Showing posts with label Release the obsession with food. Show all posts
Showing posts with label Release the obsession with food. Show all posts

Wednesday, April 25, 2012

Total Weight Makeover


"This time, like all times, is a very good one, if we but know what to do with it."
~Ralph Waldo Emerson


I barely greeted Mary in the waiting room as she brushed her large framed body past me, marching to my office out of breath fretting, while mumbling she was ten minutes late.  Mary contacted my office a few months ago desperate to lose weight and get a grip on her obsessive volume eating. Mary is most focused on losing weight and less interested in the spiritual and emotional piece of her recovery journey. More than once she (and most of my eating disordered patients) requested to see my heavy pictures to confirm I truly once experienced the caged in desperation she did—that like her, nothing mattered to me except being thin. Reluctantly,  I pulled out two.


In the photo below I was 29 years old and on the upswing again with my weight. I recall gritting my teeth and saying to my best friend Yvonne, who was taking the photo, "Do you have to take a picture of a beached whale?" I rarely got roped into taking pictures because they represented my truth. I was fat. And with that truth I bought into the idea fat meant dumb—a total loser. What I didn't get during that photo shoot was that I was a sad young woman distracted with obsessions of food and weight to avoid living in the present life at hand. 

When I was twelve I began to notice I  spent the largest part of every day thinking about what I wanted to eat that I shouldn't and what I should eat that I didn't. The weight piled on and the diet sagas began. My obsession with weight was more sensational than anything that happened between me and boys, money, or girlfriends. I was totally absorbed in me so I could not be hurt by another person.


When I looked deeply into Mary's sad eyes I saw my own reflection of a once desperate me. I so wanted to save her, to pull her out of the misery she's swallowed up in—to convince her there is a better way than jumping on one diet after another.  Mary, like many compulsive eaters, believes if she loses weight she'll attract a desirable man and that all of her "issues" will miraculously disappear. But truth be told, what she's really doing is numbing out with food to avoid the chance of being rejected by someone, hence blaming the problem on the weight. A true vicious cycle. Mary claims she wants to experience blissful love but blames her excess weight from making her dreams come true.

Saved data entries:
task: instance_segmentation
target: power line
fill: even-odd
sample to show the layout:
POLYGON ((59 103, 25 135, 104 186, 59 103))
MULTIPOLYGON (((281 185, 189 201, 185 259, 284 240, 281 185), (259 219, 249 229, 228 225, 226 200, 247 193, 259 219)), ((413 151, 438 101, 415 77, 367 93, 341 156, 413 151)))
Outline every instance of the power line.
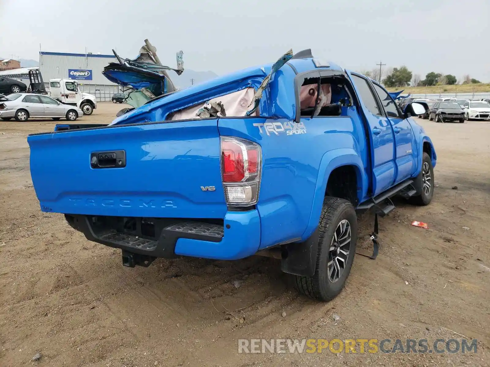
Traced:
POLYGON ((376 64, 376 65, 379 65, 379 80, 378 80, 378 82, 379 83, 381 83, 381 67, 383 66, 385 66, 386 64, 383 64, 381 62, 381 61, 380 60, 379 64, 376 64))

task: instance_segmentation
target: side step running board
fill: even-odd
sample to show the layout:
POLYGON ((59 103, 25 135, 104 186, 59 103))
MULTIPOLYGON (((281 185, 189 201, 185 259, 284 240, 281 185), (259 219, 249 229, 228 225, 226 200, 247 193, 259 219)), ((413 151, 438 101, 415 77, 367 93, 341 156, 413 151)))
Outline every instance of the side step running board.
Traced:
MULTIPOLYGON (((387 199, 389 199, 389 198, 391 198, 392 196, 393 196, 396 194, 399 193, 400 191, 403 190, 404 189, 407 188, 408 186, 411 184, 413 182, 414 180, 406 180, 405 181, 403 181, 403 182, 401 182, 397 185, 395 185, 395 186, 393 186, 389 190, 385 191, 384 192, 381 193, 377 196, 375 196, 371 200, 368 201, 366 203, 363 203, 363 204, 361 204, 361 205, 359 206, 356 208, 356 210, 365 210, 368 209, 369 209, 373 206, 376 205, 376 204, 378 204, 380 203, 383 202, 383 201, 386 200, 387 199)), ((415 190, 413 189, 410 190, 409 191, 408 191, 407 193, 411 192, 412 191, 415 191, 415 190)), ((412 194, 412 195, 411 195, 410 196, 411 196, 413 195, 413 194, 412 194)), ((392 206, 392 203, 391 205, 392 206)), ((393 208, 394 208, 394 207, 393 206, 393 208)), ((392 208, 388 210, 388 212, 391 211, 392 210, 392 208)))

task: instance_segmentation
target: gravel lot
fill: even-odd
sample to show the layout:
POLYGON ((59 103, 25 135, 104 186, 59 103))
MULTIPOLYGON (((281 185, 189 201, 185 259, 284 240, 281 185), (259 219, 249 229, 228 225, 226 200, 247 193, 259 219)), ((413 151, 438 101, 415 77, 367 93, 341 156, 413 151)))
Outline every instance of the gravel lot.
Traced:
MULTIPOLYGON (((108 123, 123 107, 100 103, 79 122, 108 123)), ((120 251, 40 210, 26 138, 55 123, 0 122, 0 366, 490 366, 490 123, 418 121, 438 154, 432 203, 396 200, 378 258, 356 256, 325 303, 292 290, 273 259, 123 267, 120 251), (477 353, 237 353, 240 338, 461 335, 477 353)), ((361 248, 372 220, 361 218, 361 248)))

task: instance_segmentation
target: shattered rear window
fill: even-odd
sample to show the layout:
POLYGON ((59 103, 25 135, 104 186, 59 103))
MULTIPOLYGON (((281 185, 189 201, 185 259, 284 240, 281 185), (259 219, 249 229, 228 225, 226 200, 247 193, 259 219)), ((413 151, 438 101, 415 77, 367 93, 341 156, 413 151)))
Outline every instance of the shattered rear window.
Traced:
POLYGON ((178 110, 167 115, 165 119, 190 120, 209 117, 245 116, 255 92, 253 88, 247 87, 178 110))

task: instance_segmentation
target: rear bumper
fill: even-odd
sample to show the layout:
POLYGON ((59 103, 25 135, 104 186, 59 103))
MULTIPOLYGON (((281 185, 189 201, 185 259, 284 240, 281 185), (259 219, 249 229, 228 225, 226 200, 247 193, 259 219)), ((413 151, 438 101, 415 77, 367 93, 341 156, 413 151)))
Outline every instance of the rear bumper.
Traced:
POLYGON ((140 223, 135 225, 139 231, 137 229, 130 234, 117 231, 114 226, 98 224, 104 221, 121 221, 122 217, 80 215, 69 215, 66 217, 72 227, 83 232, 90 241, 154 257, 183 255, 236 260, 255 253, 260 244, 260 220, 256 210, 228 211, 222 224, 219 225, 206 224, 197 220, 134 218, 140 223), (154 223, 154 235, 142 236, 142 227, 150 222, 154 223), (194 224, 196 227, 188 229, 185 224, 181 225, 183 223, 191 227, 194 224))
POLYGON ((15 117, 15 110, 0 110, 0 117, 6 118, 14 117, 15 117))
POLYGON ((489 120, 490 119, 490 114, 469 114, 468 118, 472 120, 489 120))

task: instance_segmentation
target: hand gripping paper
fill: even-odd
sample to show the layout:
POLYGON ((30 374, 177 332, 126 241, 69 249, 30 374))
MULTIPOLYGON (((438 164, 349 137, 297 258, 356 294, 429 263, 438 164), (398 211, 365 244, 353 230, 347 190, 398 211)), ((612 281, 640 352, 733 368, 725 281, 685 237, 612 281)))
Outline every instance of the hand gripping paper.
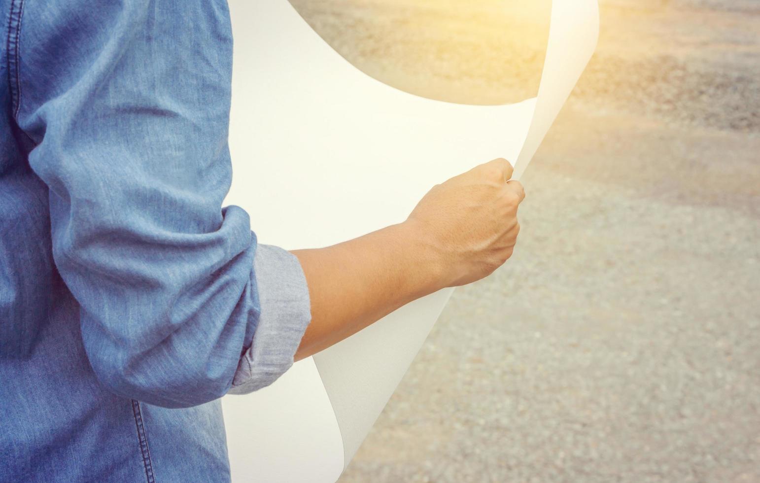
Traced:
MULTIPOLYGON (((287 248, 401 222, 434 184, 494 158, 515 162, 518 178, 591 58, 599 27, 597 0, 554 0, 538 96, 465 106, 369 77, 286 0, 231 4, 234 175, 226 202, 248 210, 261 242, 287 248)), ((397 310, 269 387, 225 397, 233 481, 337 479, 451 292, 397 310)))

- [Problem set]:
[a] In the blog post about food obsession, who was taking the photo of the writer at age 29?
[b] Continue the blog post about food obsession from its last sentence.
None of the saved data entries are needed here.

- [Outputs in order]:
[a] The writer's best friend Yvonne.

[b]
Is this truly what's going on? Mary's rejected by men because of her body? Or is Mary blocking her emotions to men with food. Mary doesn't know how to engage herself with a person, only with food. Oh sure Mary had sexual encounters and short stint relationships but she avoided intimacy—surrendering totally to another with deliberateness to face, rather than run from, the worst of herself. She didn't dare allow herself to be vulnerable to another, instead she blamed food and her obsession with her body to take over present living. As long as Mary eats compulsively, her life is about what she eats, how much she eats, how much she weighs, and what she will look like, dress like, when she stops addictive eating. A scenario I was once quite familiar with.


Yes, it's true Mary grieves her unhappy childhood and will never be able to re-write the script. She missed it: a mother's love, a father's acceptance, sleep overs with girlfriends, the feeling that she mattered—that she was important to someone—anyone.  No, she will never get the childhood do-over she's been screaming about for fifty five years. Screaming and flailing fists is not emotional, spiritual, or physical healing.  Emotional, spiritual, and physical healing is another story—a different journey.


The first step in Mary's healing is to own the truth of her childhood story and acknowledge her losses—grieve about them. And to  know she is not her story. She doesn't have to define her existence as the little girl who was abused and never got the love she so yearned for, hence making it the same adult story.  To no longer identity with the lost child and begin living in the present instead of living in reaction to the past.




My second photo, I reluctantly showed Mary, was of me sitting under an orange tree on a breezy spring afternoon in South Florida trying to hide my body behind the baby—so ashamed to once again get caught in a picture. 


My focus today is on living my best healthy life not my weight or what I ate or failed to eat. I now recognize that my obsession with diets and weight was a game—it wasn't being thin I wanted, it was getting thin. It was a game of diet-binge-diet, only to once again binge.  I  would rush out to purchase a pile of junk food shoveling it into my mouth as fast as I could while simultaneously reading the newest diet book on the market. Mary does the same thing.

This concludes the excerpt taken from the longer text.